§ What is being asked:
In the essay on collaboration and accountability below, what happens to the consultation fee when a doctor writes a script?

§ Passage:
Conflict, ‘Collaboration’ (the modern euphemism for role substitution) and accountability
BY AMA VICE PRESIDENT DR CHRIS ZAPPALA
It is time for doctors to become more determined in defending the critical importance of a medical-led model of care – even if does not directly benefit them to do so. Collaboration and ‘team-based’ care are words used when the role of the medical practitioner is to be diminished or their leadership subverted – usually without any reduction in their responsibility or liability.
Prescription by other groups or conduct of non-medical endoscopy are good examples of these ‘collaborative’ models of care. Often there must be medical ‘supervision’ i.e. the doctor bears responsibility but is moved further away from decision-making, the conduct of a procedure or direct patient care. Clearly, this is not in the patient’s best interest. Not surprisingly, there is often no evidence these models of care offer any advantage (in some cases, such as non-medical endoscopy, there is evidence to the contrary). Moreover, the diversion of more routine/simpler work deprives an increasing number of medical trainees of opportunity to gain basic skills and achieve appropriate training exposure.
The desire for pharmacists (and others) to push beyond trained scope of practice straying dangerously into medical territory is conceivably a strategy of self-defined job redefinition in order to improve market share and profit, given how aggressive the pharmacy retail market has become. The conflict that all pharmacists face when offering ‘medical advice’ to patients needs highlighting. When a doctor writes a script (or not) there is no change in the consultation fee. By contrast, whenever a pharmacist/retailer persuades a shopper to buy something as a result of their advice, they make more money.
The Victorian Government funding of pharmacies to provide the MMR vaccine and the truly perplexing $100 pain consultations are policies that push the patient out of GP-centred care i.e. away from the trained and experienced professional able to genuinely help. At $100 a pop for potentially ill-advised direction from a pharmacist who lacks detailed anatomy or pathology knowledge or any greater sense of medicine or what else might be wrong with a patient seems awfully expensive compared to the cost of any engaged, family GP who costs less and is able to achieve a better, holistic outcome. Contrary to what some believe, there is also absolutely no difficulty in getting access to a GP at any time. Governments who allow marginalisation of doctors/GPs to occur are therefore knowingly compromising patient care.
If doctors dispensed medications while only covering the cost of the dispensing, there would be less cost to the patient and system, and no perverse profit incentive as exists for the pharmacist. This represents the ultimate in efficiency and convenience for our patients and the healthcare system.
I can hear the usurpers citing benefits from drug companies to doctors as a prescribing incentive. This is nonsense, but let’s examine it nonetheless. Non-educational benefits from industry to doctors is non-existent. My plumber can give me notepaper and a pen with company details, but a drug company cannot. It is acknowledged that all professionals are required to attend conferences that are supported by industry, there is however no evidence that this support of educational activities changes prescribing activity or causes any harm to patients. Pharmacists and nurses also attend the same conferences. Conferences in all industries (medical and non-medical) work similarly and there is no endemic problem with professionals the world over managing their decision-making adequately.
In addition, however, pharmacies receive representation and benefits from drug companies to stock certain items in their stores and promote certain products. Any retail shop owner obviously makes more money if they can persuade shoppers to purchase, for a pharmacy this might occur as a result of providing ‘medical advice’. Sometimes pharmacy staff are ‘tested’ by mystery industry shoppers coming in with a certain problem and asking for advice. If the pharmacy staffer promotes certain products (regardless of the evidence base or lack thereof) to the customer, there can be rewards. I would imagine the pharmacist therefore to have more difficulty managing their conflicts than any doctor.

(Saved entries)
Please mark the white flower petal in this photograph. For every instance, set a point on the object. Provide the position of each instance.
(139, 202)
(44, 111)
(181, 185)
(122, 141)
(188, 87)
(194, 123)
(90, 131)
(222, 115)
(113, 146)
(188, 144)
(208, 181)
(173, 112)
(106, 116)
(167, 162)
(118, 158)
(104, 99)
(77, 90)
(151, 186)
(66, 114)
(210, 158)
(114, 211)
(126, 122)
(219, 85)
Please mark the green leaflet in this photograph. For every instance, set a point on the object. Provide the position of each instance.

§ Exercise answer:
There is no change in the consultation fee.